─── Task data
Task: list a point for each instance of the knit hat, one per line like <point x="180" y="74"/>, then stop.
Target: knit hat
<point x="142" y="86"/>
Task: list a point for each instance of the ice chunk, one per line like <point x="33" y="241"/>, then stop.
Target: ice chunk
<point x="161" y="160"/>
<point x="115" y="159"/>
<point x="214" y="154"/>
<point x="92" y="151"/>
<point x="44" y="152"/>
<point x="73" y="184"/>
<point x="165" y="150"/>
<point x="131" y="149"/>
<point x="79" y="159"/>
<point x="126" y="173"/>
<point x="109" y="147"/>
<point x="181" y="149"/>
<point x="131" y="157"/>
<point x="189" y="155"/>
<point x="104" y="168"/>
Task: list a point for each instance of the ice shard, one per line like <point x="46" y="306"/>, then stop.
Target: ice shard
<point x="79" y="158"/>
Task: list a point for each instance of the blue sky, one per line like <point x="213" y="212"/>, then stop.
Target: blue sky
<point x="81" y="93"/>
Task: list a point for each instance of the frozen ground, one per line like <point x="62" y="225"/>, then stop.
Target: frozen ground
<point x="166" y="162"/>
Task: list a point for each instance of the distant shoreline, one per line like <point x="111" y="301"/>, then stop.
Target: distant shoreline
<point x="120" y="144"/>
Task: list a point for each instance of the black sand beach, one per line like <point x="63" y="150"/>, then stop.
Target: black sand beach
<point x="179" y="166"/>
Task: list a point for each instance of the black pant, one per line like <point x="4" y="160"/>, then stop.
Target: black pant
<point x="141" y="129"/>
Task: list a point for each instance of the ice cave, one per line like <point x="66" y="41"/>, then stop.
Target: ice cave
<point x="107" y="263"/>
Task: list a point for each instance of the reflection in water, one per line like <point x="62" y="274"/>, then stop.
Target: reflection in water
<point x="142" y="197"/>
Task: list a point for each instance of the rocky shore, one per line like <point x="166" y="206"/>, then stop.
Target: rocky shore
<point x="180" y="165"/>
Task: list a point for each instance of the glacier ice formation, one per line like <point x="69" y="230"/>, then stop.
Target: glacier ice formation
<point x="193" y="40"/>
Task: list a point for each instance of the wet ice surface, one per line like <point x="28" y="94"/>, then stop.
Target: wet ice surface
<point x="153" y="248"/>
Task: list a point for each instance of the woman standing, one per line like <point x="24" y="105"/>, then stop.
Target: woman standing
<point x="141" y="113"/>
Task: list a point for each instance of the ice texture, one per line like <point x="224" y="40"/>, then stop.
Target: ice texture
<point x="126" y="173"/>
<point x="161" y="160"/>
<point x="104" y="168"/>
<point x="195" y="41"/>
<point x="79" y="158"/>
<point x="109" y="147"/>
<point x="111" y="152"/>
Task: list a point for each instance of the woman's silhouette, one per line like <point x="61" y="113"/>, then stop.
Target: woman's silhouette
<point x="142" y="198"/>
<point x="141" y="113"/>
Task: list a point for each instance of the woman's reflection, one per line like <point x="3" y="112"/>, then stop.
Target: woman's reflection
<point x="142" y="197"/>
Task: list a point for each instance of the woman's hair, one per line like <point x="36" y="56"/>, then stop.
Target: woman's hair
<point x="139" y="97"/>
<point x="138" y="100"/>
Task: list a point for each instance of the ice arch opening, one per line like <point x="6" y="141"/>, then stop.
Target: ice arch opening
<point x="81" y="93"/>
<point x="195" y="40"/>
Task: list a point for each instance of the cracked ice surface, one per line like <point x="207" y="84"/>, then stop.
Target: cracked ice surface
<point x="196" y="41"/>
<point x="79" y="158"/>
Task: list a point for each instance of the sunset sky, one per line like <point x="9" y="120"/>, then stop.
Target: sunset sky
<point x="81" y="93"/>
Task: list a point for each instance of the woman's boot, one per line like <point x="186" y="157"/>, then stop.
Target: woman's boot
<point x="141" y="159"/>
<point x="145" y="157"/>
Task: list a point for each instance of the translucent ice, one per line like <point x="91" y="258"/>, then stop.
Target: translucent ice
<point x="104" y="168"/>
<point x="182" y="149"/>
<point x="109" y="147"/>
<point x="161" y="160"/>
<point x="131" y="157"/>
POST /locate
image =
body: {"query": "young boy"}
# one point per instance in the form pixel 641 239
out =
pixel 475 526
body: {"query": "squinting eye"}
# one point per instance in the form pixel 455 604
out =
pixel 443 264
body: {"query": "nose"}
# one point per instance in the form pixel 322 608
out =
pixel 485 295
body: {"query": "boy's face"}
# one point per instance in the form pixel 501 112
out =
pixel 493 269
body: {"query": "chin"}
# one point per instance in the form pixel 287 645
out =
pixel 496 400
──────
─── Task data
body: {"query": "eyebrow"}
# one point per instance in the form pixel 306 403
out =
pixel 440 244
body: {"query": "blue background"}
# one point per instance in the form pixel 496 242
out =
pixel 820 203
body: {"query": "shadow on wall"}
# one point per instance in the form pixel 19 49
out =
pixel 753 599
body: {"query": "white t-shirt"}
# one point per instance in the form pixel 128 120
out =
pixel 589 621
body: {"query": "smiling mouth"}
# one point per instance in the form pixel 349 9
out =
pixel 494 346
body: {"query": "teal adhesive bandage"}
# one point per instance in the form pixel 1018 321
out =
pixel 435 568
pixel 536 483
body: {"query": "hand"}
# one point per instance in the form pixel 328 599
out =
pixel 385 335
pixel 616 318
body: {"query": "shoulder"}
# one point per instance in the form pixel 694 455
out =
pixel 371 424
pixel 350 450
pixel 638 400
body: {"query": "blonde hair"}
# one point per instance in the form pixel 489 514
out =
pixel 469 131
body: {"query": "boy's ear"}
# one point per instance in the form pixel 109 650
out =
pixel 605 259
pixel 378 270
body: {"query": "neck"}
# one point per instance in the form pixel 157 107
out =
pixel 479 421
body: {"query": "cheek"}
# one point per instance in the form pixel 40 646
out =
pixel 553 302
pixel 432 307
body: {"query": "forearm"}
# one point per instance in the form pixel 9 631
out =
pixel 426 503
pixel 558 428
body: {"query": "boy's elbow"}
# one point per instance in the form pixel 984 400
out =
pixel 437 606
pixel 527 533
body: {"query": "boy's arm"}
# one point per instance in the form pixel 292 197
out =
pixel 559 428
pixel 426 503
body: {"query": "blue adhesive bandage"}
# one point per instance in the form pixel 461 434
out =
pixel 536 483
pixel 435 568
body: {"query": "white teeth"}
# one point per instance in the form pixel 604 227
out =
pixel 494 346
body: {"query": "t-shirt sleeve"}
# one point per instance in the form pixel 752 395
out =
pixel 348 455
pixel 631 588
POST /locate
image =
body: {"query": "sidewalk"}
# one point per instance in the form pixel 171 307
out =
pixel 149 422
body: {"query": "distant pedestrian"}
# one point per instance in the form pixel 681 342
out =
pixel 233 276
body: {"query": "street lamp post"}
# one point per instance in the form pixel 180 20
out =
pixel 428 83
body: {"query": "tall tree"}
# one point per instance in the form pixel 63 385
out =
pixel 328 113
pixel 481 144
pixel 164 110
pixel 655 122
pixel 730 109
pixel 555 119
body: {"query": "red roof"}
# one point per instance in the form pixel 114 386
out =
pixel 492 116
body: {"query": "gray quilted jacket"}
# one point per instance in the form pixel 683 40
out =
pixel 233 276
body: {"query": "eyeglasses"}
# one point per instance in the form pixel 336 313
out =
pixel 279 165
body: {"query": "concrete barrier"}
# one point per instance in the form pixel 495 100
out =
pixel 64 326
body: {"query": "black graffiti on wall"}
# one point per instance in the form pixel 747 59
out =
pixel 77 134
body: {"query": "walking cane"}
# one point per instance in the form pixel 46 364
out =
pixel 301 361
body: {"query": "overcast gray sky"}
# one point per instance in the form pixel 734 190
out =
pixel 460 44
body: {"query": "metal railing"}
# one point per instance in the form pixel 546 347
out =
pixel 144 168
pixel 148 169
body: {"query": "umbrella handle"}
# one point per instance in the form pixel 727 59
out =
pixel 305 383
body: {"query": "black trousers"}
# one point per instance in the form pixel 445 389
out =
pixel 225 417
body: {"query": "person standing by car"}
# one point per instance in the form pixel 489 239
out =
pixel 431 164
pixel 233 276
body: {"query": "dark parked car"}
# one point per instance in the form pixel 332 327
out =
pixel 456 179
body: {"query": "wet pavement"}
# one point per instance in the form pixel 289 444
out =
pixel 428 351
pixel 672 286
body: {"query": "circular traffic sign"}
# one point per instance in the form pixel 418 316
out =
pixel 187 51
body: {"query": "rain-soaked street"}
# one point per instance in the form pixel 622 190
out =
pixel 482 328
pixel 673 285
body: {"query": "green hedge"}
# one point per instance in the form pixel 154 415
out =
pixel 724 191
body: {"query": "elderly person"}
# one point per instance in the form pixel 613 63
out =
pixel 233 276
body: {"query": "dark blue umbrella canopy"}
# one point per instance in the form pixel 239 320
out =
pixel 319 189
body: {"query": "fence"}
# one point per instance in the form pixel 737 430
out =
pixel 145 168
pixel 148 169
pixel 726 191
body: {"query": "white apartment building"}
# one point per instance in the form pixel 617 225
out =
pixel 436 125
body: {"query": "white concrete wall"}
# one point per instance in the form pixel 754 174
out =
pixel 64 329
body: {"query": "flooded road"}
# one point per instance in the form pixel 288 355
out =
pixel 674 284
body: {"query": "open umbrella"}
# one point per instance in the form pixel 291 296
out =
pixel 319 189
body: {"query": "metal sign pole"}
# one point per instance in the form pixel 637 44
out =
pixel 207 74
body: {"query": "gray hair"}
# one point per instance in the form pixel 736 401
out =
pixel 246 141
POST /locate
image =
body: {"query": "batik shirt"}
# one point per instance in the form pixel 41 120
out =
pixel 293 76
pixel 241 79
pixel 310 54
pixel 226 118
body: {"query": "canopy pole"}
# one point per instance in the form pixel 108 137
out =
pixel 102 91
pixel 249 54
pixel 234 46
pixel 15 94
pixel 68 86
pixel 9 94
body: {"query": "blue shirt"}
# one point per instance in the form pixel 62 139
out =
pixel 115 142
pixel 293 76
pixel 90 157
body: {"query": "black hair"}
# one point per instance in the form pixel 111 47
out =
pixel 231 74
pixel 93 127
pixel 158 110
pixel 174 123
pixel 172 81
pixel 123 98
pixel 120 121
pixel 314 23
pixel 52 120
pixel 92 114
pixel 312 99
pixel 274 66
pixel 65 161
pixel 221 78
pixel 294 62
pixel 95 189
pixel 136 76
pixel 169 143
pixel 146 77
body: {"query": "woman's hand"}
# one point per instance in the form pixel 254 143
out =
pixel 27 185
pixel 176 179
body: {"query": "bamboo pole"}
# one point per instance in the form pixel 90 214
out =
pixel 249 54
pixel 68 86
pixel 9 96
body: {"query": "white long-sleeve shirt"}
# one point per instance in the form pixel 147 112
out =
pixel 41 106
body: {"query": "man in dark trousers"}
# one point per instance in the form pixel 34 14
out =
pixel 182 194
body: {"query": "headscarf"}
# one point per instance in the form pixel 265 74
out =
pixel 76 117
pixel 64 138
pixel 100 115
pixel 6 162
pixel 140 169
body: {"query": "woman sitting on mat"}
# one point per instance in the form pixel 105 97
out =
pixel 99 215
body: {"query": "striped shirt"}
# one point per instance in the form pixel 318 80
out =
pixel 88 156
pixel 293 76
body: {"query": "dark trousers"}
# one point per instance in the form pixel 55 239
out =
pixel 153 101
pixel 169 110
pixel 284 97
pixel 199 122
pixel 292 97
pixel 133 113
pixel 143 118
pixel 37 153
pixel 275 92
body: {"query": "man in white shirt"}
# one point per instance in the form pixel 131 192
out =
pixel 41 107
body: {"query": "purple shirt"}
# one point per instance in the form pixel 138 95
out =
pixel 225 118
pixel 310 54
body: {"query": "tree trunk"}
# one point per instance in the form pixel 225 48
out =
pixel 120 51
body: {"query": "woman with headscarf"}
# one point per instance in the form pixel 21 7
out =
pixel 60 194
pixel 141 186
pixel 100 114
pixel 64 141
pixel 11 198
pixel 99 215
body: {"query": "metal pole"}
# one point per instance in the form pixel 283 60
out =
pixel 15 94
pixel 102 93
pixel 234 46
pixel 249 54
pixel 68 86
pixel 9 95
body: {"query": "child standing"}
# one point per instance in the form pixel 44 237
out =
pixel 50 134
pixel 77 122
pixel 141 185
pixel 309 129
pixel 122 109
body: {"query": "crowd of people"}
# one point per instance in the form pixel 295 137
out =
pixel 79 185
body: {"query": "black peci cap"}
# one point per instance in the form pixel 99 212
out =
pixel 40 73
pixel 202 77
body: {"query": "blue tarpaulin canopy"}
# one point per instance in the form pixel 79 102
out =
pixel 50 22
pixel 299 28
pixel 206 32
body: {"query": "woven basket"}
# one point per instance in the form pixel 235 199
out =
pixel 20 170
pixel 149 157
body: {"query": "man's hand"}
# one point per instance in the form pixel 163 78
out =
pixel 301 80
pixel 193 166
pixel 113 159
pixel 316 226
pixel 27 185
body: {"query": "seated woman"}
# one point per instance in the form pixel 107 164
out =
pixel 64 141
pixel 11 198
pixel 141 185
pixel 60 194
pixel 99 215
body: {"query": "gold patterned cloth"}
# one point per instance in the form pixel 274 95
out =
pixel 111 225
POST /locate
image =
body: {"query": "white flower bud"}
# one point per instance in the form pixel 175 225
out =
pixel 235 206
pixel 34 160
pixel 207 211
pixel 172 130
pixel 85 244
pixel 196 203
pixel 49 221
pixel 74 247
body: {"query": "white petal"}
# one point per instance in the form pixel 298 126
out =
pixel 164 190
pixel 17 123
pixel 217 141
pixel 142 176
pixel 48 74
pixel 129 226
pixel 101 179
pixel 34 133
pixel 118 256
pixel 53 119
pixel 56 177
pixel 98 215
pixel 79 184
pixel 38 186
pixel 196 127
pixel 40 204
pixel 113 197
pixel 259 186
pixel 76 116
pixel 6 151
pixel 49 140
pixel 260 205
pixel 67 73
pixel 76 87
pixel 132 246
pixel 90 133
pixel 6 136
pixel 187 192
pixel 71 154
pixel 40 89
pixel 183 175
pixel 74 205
──────
**Task to carry out:**
Report every line of the records that contains the word "dark", copying each line in full.

**Response below:**
body: {"query": "dark parked car"}
body: {"query": "dark blue umbrella canopy"}
body: {"query": "man in dark trousers"}
body: {"query": "dark trousers"}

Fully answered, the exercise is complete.